-- WHAT IS NEEDED --
Every line of the data must be copied exactly.

========================================

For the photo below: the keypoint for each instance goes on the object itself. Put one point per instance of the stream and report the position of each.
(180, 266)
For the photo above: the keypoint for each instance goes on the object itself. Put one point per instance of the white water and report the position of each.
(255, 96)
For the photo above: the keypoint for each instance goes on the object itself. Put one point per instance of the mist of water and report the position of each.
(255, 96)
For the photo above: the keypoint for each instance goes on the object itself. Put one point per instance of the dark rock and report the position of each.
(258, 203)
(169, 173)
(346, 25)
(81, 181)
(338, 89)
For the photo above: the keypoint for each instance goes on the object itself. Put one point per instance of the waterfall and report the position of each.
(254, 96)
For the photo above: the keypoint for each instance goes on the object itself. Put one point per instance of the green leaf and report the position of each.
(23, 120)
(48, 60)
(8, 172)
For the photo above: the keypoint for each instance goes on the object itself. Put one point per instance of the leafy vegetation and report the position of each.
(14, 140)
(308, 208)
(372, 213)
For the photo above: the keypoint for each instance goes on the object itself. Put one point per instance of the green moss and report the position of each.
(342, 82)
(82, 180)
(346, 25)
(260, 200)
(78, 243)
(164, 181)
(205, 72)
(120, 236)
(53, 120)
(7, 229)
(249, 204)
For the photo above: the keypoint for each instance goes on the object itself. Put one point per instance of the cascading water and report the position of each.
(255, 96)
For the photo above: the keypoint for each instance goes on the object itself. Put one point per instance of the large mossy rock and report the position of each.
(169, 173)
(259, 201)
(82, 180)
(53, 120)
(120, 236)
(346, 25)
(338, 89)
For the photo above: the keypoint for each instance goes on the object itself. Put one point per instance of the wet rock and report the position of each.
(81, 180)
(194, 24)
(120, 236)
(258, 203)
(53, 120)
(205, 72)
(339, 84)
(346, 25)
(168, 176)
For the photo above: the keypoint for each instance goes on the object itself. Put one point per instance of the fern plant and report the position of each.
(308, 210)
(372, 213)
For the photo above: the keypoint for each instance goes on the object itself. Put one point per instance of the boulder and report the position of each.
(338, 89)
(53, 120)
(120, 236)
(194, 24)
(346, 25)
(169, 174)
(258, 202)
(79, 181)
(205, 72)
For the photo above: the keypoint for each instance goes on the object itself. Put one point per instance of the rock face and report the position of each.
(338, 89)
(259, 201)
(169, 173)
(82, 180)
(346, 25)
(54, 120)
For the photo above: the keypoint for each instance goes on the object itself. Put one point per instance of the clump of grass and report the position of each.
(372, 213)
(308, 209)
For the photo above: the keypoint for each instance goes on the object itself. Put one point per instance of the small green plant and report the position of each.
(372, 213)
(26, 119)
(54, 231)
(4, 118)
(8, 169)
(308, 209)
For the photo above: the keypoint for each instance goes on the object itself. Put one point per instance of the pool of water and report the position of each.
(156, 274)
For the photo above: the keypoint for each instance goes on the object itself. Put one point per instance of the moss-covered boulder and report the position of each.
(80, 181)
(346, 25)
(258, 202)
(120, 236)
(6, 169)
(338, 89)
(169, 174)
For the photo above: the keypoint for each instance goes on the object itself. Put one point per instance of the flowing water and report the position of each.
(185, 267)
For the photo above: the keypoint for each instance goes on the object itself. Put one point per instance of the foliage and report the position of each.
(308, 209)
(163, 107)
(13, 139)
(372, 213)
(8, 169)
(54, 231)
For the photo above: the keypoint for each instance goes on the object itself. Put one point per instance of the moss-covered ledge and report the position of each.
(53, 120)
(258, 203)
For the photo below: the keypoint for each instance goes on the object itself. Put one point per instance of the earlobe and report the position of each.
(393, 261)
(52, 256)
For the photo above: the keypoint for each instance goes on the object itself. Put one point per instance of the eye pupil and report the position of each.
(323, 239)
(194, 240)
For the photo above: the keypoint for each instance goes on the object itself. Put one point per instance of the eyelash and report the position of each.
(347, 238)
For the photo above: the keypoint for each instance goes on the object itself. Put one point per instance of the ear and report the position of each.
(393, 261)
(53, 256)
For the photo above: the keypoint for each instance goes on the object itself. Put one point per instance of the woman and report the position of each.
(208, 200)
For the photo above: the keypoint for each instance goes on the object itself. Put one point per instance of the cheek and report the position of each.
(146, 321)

========================================

-- RESPONSE TO THE EXERCISE --
For the photo below: the keypoint for each instance goes on the object itself. Put one point per instance of the stream and report the position of each.
(180, 266)
For the photo above: the keypoint for each instance goes on the object itself. Put one point per instance of the white water and report the position of each.
(255, 96)
For the photo above: the keypoint for each instance goes on the object itself. Put one point per instance of the mist of water and report the position of each.
(255, 96)
For the photo above: the keypoint for each instance goes on the object itself. Put one point per instance of the dark rock and report the position of each.
(258, 203)
(169, 173)
(346, 25)
(81, 181)
(338, 89)
For the photo above: the keypoint for each instance goes on the object itself. Put one point per instance of the waterfall and report the position of each.
(254, 96)
For the photo above: the keypoint for each instance goes on the object itself. Put one point per instance of the green leaf and report the position of each.
(23, 120)
(48, 60)
(8, 172)
For the photo above: the keypoint for each instance goes on the object itself. Put one point per instance of the leafy vegetation and report the position of each.
(14, 140)
(308, 208)
(372, 213)
For the photo above: the keypoint for each instance goes on the object itself. Put one point per instance of the green moss and report the position of each.
(342, 82)
(82, 180)
(346, 25)
(260, 200)
(78, 243)
(164, 181)
(205, 72)
(120, 236)
(53, 120)
(7, 229)
(249, 204)
For the photo above: the keypoint for each instance goes on the object itself. Put one point per instance of the cascading water and report the position of each.
(255, 96)
For the photo above: the keypoint for each instance goes on the object itself. Put one point per instance of the large mossy rock and report the position of each.
(169, 173)
(259, 201)
(82, 180)
(53, 120)
(120, 236)
(346, 25)
(338, 89)
For the photo above: the keypoint for each instance goes on the object itself. Put one point per instance of the wet rock and report the position of each.
(81, 180)
(194, 24)
(120, 236)
(258, 203)
(53, 120)
(205, 72)
(339, 84)
(346, 25)
(168, 176)
For the photo above: the keypoint for each instance goes on the object itself. Put one point per instance of the fern plant and report the position of each.
(308, 210)
(372, 213)
For the photo above: the keypoint for each instance goes on the object itself. Put one point per instance of the boulder and report the position of each.
(338, 89)
(53, 120)
(120, 236)
(194, 24)
(346, 25)
(169, 174)
(258, 202)
(79, 181)
(205, 72)
For the photo above: the keypoint for each instance goes on the object itself. Put one point per instance of the rock face and report the position of each.
(338, 89)
(259, 201)
(169, 173)
(82, 180)
(346, 25)
(54, 120)
For the photo above: the keypoint for each instance goes on the object itself. Put one point per instance of the clump of grass and report the position of each.
(372, 213)
(308, 209)
For the photo above: the keypoint for each instance goes on the object itself. Put one point per instance of the small green plant and report the position of each.
(372, 213)
(26, 119)
(54, 231)
(4, 118)
(8, 169)
(308, 209)
For the photo above: the keypoint for each instance goes on the object itself. Put one point per instance of the pool of water and report the position of each.
(156, 274)
For the photo above: the keypoint for each instance goes on the object itself. Put one point per instance of the moss-covered boulder and report the position of each.
(80, 181)
(346, 25)
(258, 202)
(120, 236)
(6, 169)
(338, 89)
(169, 174)
For the photo above: the keypoint for each instance goes on the object itself. Put one point per instance of the flowing water and report the position of each.
(185, 267)
For the photo above: the keypoint for each instance goes on the object itself. Put one point per instance of the foliage and report the position of each.
(308, 209)
(163, 107)
(13, 139)
(372, 213)
(8, 169)
(54, 231)
For the photo above: the keypoint for each instance goes on the object itself. Put one point per instance of the moss-covered ledge and report the position of each.
(53, 120)
(258, 203)
For the photo below: the keypoint for each instance goes on the object itself. Put one point per instance of the earlobe and report the position of each.
(393, 261)
(52, 256)
For the photo above: the keypoint for each instance goes on the object itself. Put one point per instance of the eye pupil and report the position of each.
(323, 239)
(194, 240)
For the photo above: the keypoint for each instance goes on the object itself. Put one point per instance of the eyelash and report the position of each.
(347, 238)
For the photo above: the keypoint for each instance goes on the object itself. Put one point per instance of the ear and report the position of each.
(393, 261)
(53, 256)
For the photo above: the keypoint for each instance goes on the object itself. Put one point per instance of the woman and report the position of each.
(208, 200)
For the photo above: the keypoint for each instance goes on the object itself. Put one point per instance of the cheek and report the position of each.
(146, 321)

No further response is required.